WRITTEN PROBLEM: Duplicate the material below verbatim, every line in its original order, but omit the pictures from your output.

** START OF SUPPLIED DATA **

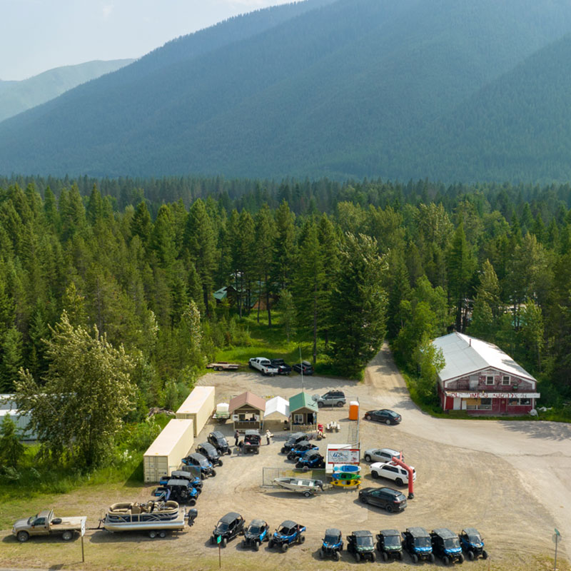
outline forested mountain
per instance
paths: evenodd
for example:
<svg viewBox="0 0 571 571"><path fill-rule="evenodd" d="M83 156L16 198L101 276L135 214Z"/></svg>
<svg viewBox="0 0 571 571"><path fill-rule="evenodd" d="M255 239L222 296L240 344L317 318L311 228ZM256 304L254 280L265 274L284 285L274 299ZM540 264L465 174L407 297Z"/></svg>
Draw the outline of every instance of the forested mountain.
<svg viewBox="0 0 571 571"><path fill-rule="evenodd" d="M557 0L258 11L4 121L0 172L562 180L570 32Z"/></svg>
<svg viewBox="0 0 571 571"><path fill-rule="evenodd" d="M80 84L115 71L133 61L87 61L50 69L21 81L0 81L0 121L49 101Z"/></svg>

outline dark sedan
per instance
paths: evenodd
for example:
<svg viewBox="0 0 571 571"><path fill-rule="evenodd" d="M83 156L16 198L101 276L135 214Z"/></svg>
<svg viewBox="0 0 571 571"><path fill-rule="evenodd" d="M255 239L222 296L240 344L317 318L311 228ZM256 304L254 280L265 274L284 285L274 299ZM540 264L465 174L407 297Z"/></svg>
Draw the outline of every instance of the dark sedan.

** END OF SUPPLIED DATA **

COMPLETE ANSWER:
outline forested mountain
per instance
paths: evenodd
for example:
<svg viewBox="0 0 571 571"><path fill-rule="evenodd" d="M83 156L16 198L101 276L135 214Z"/></svg>
<svg viewBox="0 0 571 571"><path fill-rule="evenodd" d="M255 239L222 296L240 344L317 318L311 228ZM256 304L254 280L265 274L284 285L274 299ZM540 264L465 174L407 297Z"/></svg>
Draw the outline of every instance of the forested mountain.
<svg viewBox="0 0 571 571"><path fill-rule="evenodd" d="M557 0L258 11L4 121L0 172L562 180L570 32Z"/></svg>
<svg viewBox="0 0 571 571"><path fill-rule="evenodd" d="M80 84L115 71L133 61L87 61L50 69L21 81L0 81L0 121L49 101Z"/></svg>

outline dark sedan
per instance
paths: evenodd
for example:
<svg viewBox="0 0 571 571"><path fill-rule="evenodd" d="M83 156L16 198L101 276L135 214Z"/></svg>
<svg viewBox="0 0 571 571"><path fill-rule="evenodd" d="M255 239L222 296L240 344L317 318L311 228ZM256 304L254 280L265 274L284 285L274 299ZM540 264L465 174L407 297Z"/></svg>
Draw the outline of every instance of the dark sedan.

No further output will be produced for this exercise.